- **Task statement**
Gather all lines in the records below that include the word "leather".

━━━━━ Listed entries

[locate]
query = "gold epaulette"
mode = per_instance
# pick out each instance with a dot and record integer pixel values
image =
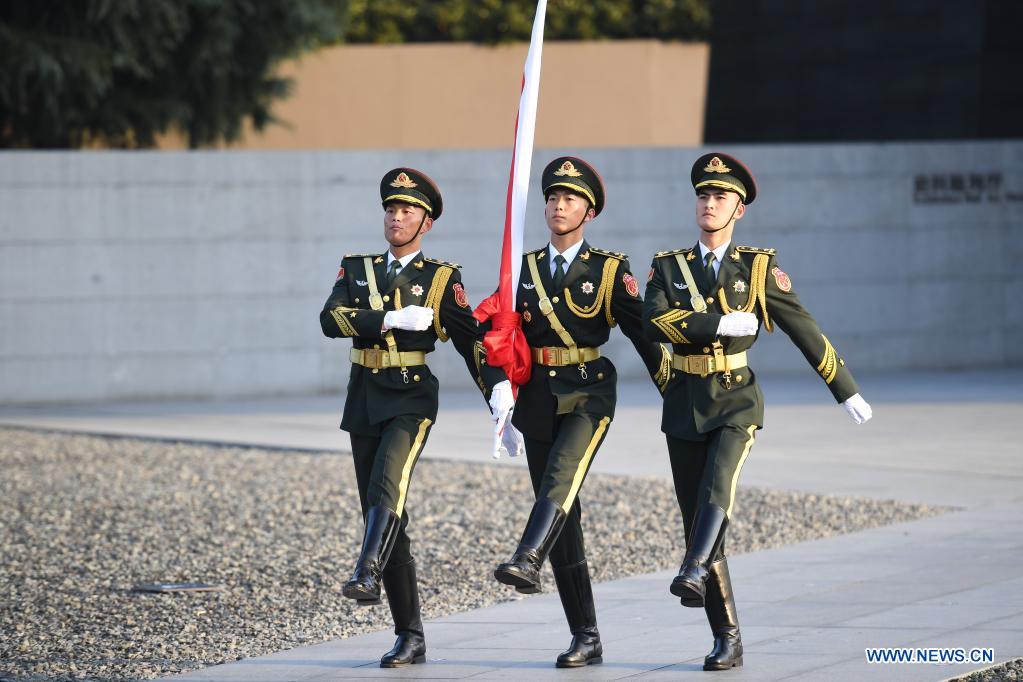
(618, 255)
(436, 262)
(662, 254)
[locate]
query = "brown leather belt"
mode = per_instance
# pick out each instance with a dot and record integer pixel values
(558, 356)
(708, 364)
(380, 358)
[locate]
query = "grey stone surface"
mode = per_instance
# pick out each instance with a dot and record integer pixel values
(156, 275)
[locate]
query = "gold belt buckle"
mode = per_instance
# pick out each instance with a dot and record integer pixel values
(372, 358)
(699, 364)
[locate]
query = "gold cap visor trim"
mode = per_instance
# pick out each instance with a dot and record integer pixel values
(722, 184)
(579, 188)
(408, 199)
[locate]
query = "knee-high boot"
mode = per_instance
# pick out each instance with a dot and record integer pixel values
(382, 530)
(720, 607)
(708, 532)
(577, 599)
(403, 597)
(523, 571)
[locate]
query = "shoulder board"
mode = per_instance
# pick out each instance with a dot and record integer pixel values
(618, 255)
(436, 262)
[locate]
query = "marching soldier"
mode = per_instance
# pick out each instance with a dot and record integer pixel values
(709, 301)
(395, 306)
(570, 294)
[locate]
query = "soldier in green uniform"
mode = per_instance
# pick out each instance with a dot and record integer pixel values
(709, 302)
(395, 306)
(570, 294)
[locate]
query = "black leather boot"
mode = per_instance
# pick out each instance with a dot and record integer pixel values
(708, 532)
(382, 529)
(523, 571)
(720, 607)
(403, 597)
(577, 599)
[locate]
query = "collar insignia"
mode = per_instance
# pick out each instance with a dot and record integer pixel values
(403, 181)
(568, 169)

━━━━━━━━━━

- **Reply**
query = "brown leather belt"
query = "black leather boot"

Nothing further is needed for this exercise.